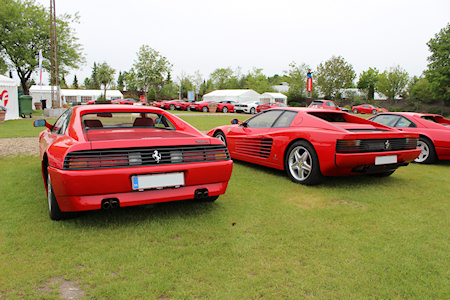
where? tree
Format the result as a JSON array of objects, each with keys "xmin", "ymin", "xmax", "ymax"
[
  {"xmin": 96, "ymin": 62, "xmax": 115, "ymax": 99},
  {"xmin": 315, "ymin": 56, "xmax": 356, "ymax": 100},
  {"xmin": 209, "ymin": 68, "xmax": 234, "ymax": 90},
  {"xmin": 147, "ymin": 87, "xmax": 157, "ymax": 101},
  {"xmin": 72, "ymin": 75, "xmax": 79, "ymax": 89},
  {"xmin": 377, "ymin": 65, "xmax": 409, "ymax": 100},
  {"xmin": 177, "ymin": 71, "xmax": 194, "ymax": 99},
  {"xmin": 244, "ymin": 68, "xmax": 273, "ymax": 94},
  {"xmin": 132, "ymin": 45, "xmax": 172, "ymax": 92},
  {"xmin": 0, "ymin": 0, "xmax": 84, "ymax": 94},
  {"xmin": 284, "ymin": 62, "xmax": 309, "ymax": 104},
  {"xmin": 60, "ymin": 74, "xmax": 68, "ymax": 89},
  {"xmin": 407, "ymin": 76, "xmax": 433, "ymax": 110},
  {"xmin": 425, "ymin": 23, "xmax": 450, "ymax": 107},
  {"xmin": 357, "ymin": 67, "xmax": 379, "ymax": 101},
  {"xmin": 117, "ymin": 71, "xmax": 124, "ymax": 91}
]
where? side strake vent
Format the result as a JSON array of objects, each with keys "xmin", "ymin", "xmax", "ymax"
[
  {"xmin": 64, "ymin": 145, "xmax": 230, "ymax": 170},
  {"xmin": 235, "ymin": 138, "xmax": 273, "ymax": 158}
]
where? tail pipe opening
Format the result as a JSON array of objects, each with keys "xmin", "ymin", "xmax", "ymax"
[
  {"xmin": 194, "ymin": 189, "xmax": 209, "ymax": 199},
  {"xmin": 102, "ymin": 198, "xmax": 120, "ymax": 210}
]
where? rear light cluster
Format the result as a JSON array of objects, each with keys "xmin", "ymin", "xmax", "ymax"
[
  {"xmin": 336, "ymin": 138, "xmax": 418, "ymax": 153},
  {"xmin": 64, "ymin": 145, "xmax": 230, "ymax": 170}
]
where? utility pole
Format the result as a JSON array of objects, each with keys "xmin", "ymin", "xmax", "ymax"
[{"xmin": 50, "ymin": 0, "xmax": 60, "ymax": 107}]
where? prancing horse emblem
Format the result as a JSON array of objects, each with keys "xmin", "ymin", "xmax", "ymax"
[
  {"xmin": 152, "ymin": 150, "xmax": 161, "ymax": 163},
  {"xmin": 385, "ymin": 140, "xmax": 391, "ymax": 150}
]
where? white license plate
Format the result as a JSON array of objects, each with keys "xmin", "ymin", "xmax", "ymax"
[
  {"xmin": 375, "ymin": 155, "xmax": 397, "ymax": 165},
  {"xmin": 132, "ymin": 172, "xmax": 184, "ymax": 190}
]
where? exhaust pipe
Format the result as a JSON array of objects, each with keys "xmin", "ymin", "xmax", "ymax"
[
  {"xmin": 194, "ymin": 189, "xmax": 209, "ymax": 199},
  {"xmin": 102, "ymin": 198, "xmax": 120, "ymax": 210}
]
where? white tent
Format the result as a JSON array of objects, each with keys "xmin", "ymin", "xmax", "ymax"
[
  {"xmin": 202, "ymin": 89, "xmax": 260, "ymax": 103},
  {"xmin": 0, "ymin": 75, "xmax": 20, "ymax": 120},
  {"xmin": 259, "ymin": 92, "xmax": 288, "ymax": 104},
  {"xmin": 29, "ymin": 85, "xmax": 123, "ymax": 106}
]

---

• About this task: Every line between the start of the listing and the line containing "where? tail pipe opening", both ends counted, needs to be printed exactly, minus the pictures.

• Solution to this task:
where? tree
Format the result as a JSON array of objects, each with keys "xmin", "ymin", "xmax", "ymax"
[
  {"xmin": 96, "ymin": 62, "xmax": 115, "ymax": 99},
  {"xmin": 315, "ymin": 56, "xmax": 356, "ymax": 100},
  {"xmin": 209, "ymin": 68, "xmax": 234, "ymax": 90},
  {"xmin": 147, "ymin": 87, "xmax": 157, "ymax": 101},
  {"xmin": 72, "ymin": 75, "xmax": 79, "ymax": 89},
  {"xmin": 377, "ymin": 65, "xmax": 409, "ymax": 100},
  {"xmin": 177, "ymin": 71, "xmax": 194, "ymax": 99},
  {"xmin": 244, "ymin": 68, "xmax": 273, "ymax": 94},
  {"xmin": 132, "ymin": 45, "xmax": 172, "ymax": 92},
  {"xmin": 0, "ymin": 0, "xmax": 84, "ymax": 94},
  {"xmin": 284, "ymin": 62, "xmax": 309, "ymax": 104},
  {"xmin": 60, "ymin": 74, "xmax": 68, "ymax": 89},
  {"xmin": 407, "ymin": 76, "xmax": 433, "ymax": 110},
  {"xmin": 425, "ymin": 23, "xmax": 450, "ymax": 107},
  {"xmin": 357, "ymin": 67, "xmax": 379, "ymax": 101},
  {"xmin": 117, "ymin": 71, "xmax": 124, "ymax": 91}
]
where? side strake vent
Format the result as a JSON array of objects, each with keys "xmin", "ymin", "xmax", "ymax"
[
  {"xmin": 64, "ymin": 145, "xmax": 230, "ymax": 170},
  {"xmin": 235, "ymin": 138, "xmax": 273, "ymax": 158}
]
where? tail pipe opening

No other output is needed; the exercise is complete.